Task statement:
Copy out all the lines of the data precisely, omitting any pictures.

Record excerpts:
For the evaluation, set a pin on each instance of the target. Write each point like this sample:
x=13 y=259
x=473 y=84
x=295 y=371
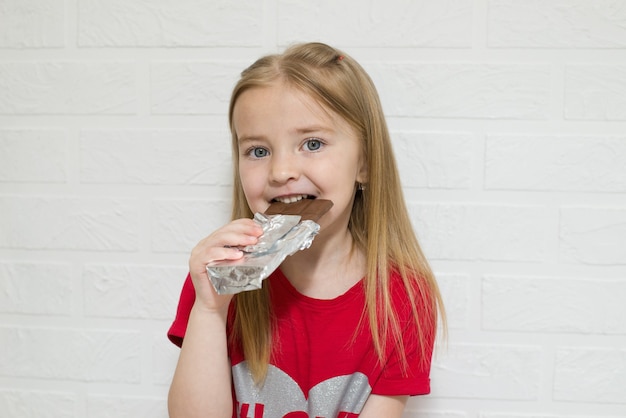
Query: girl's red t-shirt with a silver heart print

Your response:
For the evaluation, set a pin on each instance of the target. Write each point like this sample:
x=13 y=259
x=473 y=84
x=295 y=371
Query: girl's red t-shirt with a silver heart print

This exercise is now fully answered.